◆ Assigned task
In the essay on the Columbine guns below, reproduce the stretch starting at "Gun shows are" and ending at "same for drugs?", substituting "swap meet" for "flea market".

◆ Provided passage
┏━━
The Guns at Columbine

by Jonathan Wallace

What we know so far: the eighteen year old girlfriend of one of the Columbine High School killers bought some of the guns they used at a gun show nearby. Another gun was purchased by a co-worker. The murder weapons were all legally purchased in the immediate area. According to an article in the Times last week, most crime weapons are bought, not stolen as the NRA claims.

I noticed years ago that this was true. Whenever you read an account of a mass shooting, you usually find that the killer bought the gun. The LIRR shooter bought his at a gun shop in California. The student who shot other students at a college in the Berkshires bought his weapon nearby on Route 7. And so on.

A study of the source of weapons found at New York City crime scenes showed that most were purchased at gun stores in the South. Virginia instituted a limit--no more than one handgun per month--because it was embarrassed to be the origin of so many weapons used in New York City crimes.

The Columbine killer's girlfriend was a "straw man," a legal purchaser who immediately transferred the weapons to someone who could not have bought them himself. This is also very common. A student who shot other high school students in the South some years ago had his uncle buy his weapon. New York City gang members enlist residents of Southern cities to buy their guns for them.

Gun shows are a special problem. They are a glaring loophole in the federal gun laws. The idea is that private citizens may sell guns to one another without the need of dealer licenses or background checks. Shows are a nexus for these private sales, like a flea market for guns.

Why not hold drug shows? We could all come to the Coliseum and exchange Seconal, Zoloft, Quaaludes. I don't need to be a physician or pharmacist, you don't need a prescription. Because its a private sale. If we permit it for guns, why wouldn't we do the same for drugs?

The Brady law never applied to gun shows. No five day waiting period or background check. Anyone who wanted a gun in a hurry, with no questions asked, just had to seek out a show instead of a store.
┗━━
◆ Listed records
┏━━
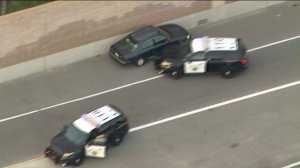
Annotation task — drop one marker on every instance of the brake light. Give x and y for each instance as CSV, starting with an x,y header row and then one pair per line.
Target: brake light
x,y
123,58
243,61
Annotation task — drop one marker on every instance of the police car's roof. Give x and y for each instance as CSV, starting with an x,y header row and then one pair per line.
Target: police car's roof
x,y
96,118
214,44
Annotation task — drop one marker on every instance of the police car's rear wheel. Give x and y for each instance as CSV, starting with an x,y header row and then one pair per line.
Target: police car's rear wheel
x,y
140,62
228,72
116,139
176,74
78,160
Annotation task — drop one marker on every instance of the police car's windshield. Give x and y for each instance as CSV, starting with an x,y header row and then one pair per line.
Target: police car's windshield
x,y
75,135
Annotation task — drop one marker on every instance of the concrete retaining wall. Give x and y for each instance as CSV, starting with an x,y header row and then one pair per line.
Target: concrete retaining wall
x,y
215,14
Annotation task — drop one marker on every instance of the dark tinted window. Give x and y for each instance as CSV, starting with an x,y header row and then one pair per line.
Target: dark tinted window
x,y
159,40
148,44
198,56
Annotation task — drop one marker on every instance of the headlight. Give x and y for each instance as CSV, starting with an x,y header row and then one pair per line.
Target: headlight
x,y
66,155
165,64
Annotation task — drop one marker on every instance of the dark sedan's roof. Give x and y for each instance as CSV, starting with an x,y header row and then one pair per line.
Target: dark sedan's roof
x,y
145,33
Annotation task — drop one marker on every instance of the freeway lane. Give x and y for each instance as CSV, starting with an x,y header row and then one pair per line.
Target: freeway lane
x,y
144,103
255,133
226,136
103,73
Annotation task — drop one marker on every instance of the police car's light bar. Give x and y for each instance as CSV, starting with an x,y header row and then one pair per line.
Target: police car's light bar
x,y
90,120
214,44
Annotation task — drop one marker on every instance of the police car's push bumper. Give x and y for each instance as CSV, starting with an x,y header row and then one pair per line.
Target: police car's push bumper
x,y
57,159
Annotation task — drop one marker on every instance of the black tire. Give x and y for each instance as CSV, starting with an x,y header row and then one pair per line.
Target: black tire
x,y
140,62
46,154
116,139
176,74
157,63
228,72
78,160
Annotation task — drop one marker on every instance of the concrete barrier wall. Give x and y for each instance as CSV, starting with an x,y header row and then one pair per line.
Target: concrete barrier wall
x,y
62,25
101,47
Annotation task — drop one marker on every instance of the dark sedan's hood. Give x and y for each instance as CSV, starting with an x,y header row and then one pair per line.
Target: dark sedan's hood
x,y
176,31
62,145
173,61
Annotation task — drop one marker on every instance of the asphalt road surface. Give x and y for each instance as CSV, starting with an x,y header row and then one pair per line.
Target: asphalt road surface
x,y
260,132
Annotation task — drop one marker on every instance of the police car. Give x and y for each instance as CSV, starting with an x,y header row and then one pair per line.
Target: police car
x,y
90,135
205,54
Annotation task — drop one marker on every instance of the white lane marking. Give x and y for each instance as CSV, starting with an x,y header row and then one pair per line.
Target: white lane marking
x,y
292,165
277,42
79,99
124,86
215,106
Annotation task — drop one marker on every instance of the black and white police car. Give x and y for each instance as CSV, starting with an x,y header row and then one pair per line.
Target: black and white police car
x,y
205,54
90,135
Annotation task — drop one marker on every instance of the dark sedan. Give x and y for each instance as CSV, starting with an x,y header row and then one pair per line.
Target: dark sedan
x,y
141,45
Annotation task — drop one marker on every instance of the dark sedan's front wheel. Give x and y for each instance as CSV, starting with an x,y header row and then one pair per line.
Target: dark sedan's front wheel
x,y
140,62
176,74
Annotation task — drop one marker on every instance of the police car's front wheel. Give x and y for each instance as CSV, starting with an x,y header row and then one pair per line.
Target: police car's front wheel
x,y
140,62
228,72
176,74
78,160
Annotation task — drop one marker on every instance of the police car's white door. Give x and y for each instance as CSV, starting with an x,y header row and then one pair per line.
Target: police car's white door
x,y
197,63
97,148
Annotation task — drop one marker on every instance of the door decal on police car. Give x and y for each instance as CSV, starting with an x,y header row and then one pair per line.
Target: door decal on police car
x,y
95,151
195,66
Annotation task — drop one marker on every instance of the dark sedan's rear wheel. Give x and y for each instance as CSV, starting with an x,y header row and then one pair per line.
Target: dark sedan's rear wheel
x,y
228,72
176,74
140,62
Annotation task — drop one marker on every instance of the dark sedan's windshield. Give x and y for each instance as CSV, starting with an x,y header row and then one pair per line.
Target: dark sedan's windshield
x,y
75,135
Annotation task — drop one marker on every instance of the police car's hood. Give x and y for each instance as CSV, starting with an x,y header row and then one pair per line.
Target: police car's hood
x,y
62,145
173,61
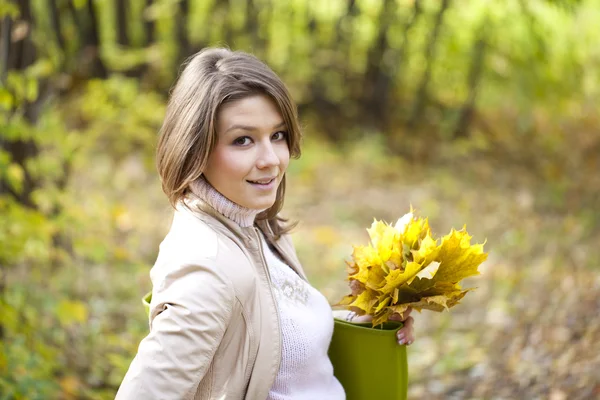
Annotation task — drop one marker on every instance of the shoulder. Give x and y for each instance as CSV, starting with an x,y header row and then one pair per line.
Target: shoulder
┗━━
◆ Solution for this task
Gun shows are a special problem. They are a glaring loophole in the federal gun laws. The idea is that private citizens may sell guns to one another without the need of dealer licenses or background checks. Shows are a nexus for these private sales, like a swap meet for guns.

Why not hold drug shows? We could all come to the Coliseum and exchange Seconal, Zoloft, Quaaludes. I don't need to be a physician or pharmacist, you don't need a prescription. Because its a private sale. If we permit it for guns, why wouldn't we do the same for drugs?